═══ DATA

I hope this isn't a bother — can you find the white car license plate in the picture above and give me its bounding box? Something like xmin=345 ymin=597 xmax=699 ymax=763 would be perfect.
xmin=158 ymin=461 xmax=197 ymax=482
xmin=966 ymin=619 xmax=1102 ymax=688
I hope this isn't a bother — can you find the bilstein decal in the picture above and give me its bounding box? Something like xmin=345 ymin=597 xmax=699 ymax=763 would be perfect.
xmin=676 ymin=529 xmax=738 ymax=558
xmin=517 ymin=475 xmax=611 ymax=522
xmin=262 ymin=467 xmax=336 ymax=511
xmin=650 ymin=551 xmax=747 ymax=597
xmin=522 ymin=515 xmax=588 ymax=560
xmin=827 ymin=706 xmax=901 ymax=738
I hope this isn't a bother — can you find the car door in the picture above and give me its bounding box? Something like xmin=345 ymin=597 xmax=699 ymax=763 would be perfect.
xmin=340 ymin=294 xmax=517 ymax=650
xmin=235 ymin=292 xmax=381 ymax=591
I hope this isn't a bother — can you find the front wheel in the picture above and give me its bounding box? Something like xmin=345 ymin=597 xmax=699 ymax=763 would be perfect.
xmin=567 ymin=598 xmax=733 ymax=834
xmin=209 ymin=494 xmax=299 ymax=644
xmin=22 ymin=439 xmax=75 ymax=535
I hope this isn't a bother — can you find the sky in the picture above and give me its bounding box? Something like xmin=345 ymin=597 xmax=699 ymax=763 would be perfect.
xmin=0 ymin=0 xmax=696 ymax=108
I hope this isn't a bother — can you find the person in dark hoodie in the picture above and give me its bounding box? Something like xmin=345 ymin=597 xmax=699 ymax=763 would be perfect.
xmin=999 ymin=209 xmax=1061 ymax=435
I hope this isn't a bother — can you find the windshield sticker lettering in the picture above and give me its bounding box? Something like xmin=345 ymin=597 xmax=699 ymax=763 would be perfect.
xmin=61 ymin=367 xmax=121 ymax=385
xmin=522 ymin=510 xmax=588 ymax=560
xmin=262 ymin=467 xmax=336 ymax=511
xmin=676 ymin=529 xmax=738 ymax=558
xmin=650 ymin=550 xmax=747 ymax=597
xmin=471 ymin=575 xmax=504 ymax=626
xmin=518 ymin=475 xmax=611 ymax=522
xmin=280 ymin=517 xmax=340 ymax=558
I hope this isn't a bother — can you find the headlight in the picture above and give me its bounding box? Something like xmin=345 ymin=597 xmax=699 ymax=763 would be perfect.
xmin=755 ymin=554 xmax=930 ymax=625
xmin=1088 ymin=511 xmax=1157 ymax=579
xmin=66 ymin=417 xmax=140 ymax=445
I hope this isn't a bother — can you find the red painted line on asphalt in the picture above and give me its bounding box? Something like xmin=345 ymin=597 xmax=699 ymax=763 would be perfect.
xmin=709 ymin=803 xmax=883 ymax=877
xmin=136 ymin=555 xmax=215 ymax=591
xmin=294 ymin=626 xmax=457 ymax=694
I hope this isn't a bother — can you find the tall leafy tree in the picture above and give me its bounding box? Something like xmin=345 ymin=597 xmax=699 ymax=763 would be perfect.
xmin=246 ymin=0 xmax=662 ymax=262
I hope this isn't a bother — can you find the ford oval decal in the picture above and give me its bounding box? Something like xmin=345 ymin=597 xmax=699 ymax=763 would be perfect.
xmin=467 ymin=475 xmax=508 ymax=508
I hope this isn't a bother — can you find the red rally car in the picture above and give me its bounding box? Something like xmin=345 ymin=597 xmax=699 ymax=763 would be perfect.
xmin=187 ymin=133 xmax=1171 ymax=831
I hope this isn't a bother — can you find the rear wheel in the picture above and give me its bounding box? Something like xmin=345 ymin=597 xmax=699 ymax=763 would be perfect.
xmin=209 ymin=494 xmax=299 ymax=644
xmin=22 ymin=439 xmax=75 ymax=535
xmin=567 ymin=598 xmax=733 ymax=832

══════
═══ DATA

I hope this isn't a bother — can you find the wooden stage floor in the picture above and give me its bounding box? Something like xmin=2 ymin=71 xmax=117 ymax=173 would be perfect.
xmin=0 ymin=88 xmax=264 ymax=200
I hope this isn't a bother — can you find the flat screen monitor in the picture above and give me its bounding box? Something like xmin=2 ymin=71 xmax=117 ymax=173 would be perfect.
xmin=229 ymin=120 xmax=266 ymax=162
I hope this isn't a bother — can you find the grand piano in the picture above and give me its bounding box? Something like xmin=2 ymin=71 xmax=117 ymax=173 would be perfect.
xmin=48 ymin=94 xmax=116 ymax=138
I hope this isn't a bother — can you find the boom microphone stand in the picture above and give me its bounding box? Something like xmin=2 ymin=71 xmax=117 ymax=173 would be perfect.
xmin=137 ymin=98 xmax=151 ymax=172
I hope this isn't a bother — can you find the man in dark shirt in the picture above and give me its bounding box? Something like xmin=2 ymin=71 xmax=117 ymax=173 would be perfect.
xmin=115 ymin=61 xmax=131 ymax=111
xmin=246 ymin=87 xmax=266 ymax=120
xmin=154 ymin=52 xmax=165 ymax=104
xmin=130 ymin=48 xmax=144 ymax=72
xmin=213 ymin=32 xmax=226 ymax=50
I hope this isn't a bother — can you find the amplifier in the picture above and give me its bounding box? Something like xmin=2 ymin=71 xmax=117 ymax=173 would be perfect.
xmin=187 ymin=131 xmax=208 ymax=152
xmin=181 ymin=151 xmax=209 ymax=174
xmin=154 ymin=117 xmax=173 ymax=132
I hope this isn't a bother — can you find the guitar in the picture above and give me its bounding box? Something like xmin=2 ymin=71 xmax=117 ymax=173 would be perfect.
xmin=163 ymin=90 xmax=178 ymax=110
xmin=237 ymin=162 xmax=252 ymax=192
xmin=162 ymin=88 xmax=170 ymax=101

══════

WRITTEN TASK:
In the lines starting with the one that contains "find the amplifier" and going on through the one that contains "xmin=162 ymin=88 xmax=170 ymax=101", substitute "photo" for "picture" and leave everything else unchanged. Return only those lines.

COMPLETE ANSWER:
I hope this isn't a bother — can you find the amplifier in the photo above and give me its bounding box? Something like xmin=2 ymin=71 xmax=117 ymax=173 would be perfect.
xmin=187 ymin=131 xmax=208 ymax=152
xmin=181 ymin=151 xmax=209 ymax=174
xmin=154 ymin=117 xmax=173 ymax=132
I hope this isn't a bother — can you find the guitar in the photo above and give me its bounding box? Something like xmin=2 ymin=71 xmax=117 ymax=173 would be perfect.
xmin=163 ymin=90 xmax=178 ymax=110
xmin=237 ymin=162 xmax=252 ymax=192
xmin=162 ymin=88 xmax=170 ymax=101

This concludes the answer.